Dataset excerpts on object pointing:
----
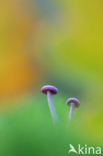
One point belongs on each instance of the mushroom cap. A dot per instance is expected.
(75, 101)
(52, 89)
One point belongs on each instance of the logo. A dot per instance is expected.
(84, 150)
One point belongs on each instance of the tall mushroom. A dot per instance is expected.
(51, 90)
(72, 103)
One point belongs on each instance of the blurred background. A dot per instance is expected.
(47, 42)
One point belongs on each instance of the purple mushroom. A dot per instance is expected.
(51, 90)
(72, 103)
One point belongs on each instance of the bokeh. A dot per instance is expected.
(47, 42)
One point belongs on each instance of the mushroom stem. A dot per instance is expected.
(71, 110)
(51, 106)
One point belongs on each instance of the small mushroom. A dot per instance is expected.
(51, 90)
(72, 103)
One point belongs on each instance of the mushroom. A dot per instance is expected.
(51, 90)
(72, 103)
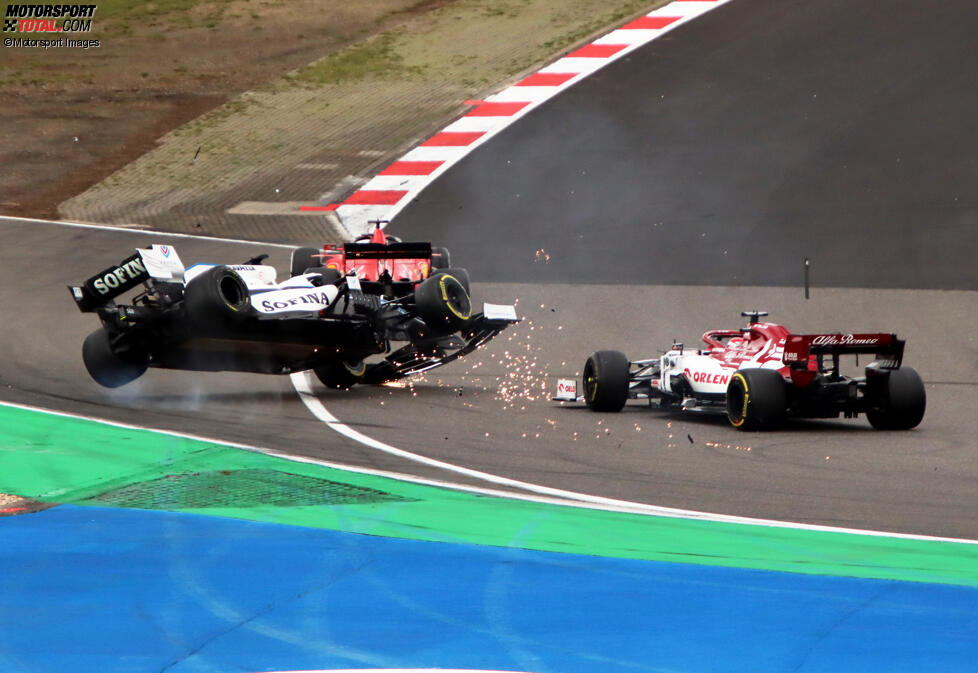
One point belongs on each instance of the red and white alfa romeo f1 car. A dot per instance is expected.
(760, 375)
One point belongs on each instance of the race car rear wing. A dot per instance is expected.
(157, 261)
(887, 349)
(388, 251)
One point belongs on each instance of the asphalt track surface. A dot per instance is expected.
(765, 138)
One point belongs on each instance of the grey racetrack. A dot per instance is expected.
(670, 191)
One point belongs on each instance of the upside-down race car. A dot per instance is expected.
(238, 318)
(761, 374)
(384, 264)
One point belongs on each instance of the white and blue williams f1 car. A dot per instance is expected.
(213, 317)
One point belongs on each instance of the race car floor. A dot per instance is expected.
(134, 577)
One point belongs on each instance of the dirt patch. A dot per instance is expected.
(11, 505)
----
- _Stated task_:
The records above must be printed exactly; the pictures stay out.

- _In response_:
One point belongs on each instance of the mushroom cap. A dot per instance is expected.
(75, 101)
(52, 89)
One point belongs on each instance of the logo. A dot per instance is expected.
(84, 150)
One point belongs on each instance of the tall mushroom. A dot per instance is expected.
(51, 90)
(72, 103)
One point belongs on each instance of the blurred background. A dot per instance is expected.
(47, 42)
One point belongs on each instance of the purple mushroom. A dot per instance is expected.
(51, 90)
(72, 103)
One point belongs on each instance of the bokeh. A dot per instance is expected.
(47, 42)
One point belongs on each instance of the mushroom stem. A dot per instance is expected.
(71, 110)
(51, 106)
One point belongs on each instance of the small mushroom. A dot per instance is expected.
(51, 90)
(72, 103)
One point belongs on each instance of the mushroom. A dot per instance is expected.
(51, 90)
(72, 103)
One point belongs on each instance of the red and white alfa romeo f1 car. A dot per instance is expected.
(760, 375)
One point belongs on each instance of the race car rear wing. A dot per instance is expected.
(157, 261)
(887, 349)
(388, 251)
One point belongs on each instance of the asphalt track surface. A dot per instance is expected.
(765, 138)
One point belongs on each instance of the grey racetrack. A dot per instance is expected.
(670, 191)
One point belongs on each instance of the upside-down race car. A dot per instance is expected.
(238, 318)
(761, 374)
(384, 264)
One point belongs on each instance of the white and blue williams f1 car. A dot per instance is expected.
(213, 317)
One point belongs on each instance of the race car floor. A dot per instance is expected.
(134, 577)
One point belongs on each instance of the dirt patch. A dot per instance is expected.
(11, 505)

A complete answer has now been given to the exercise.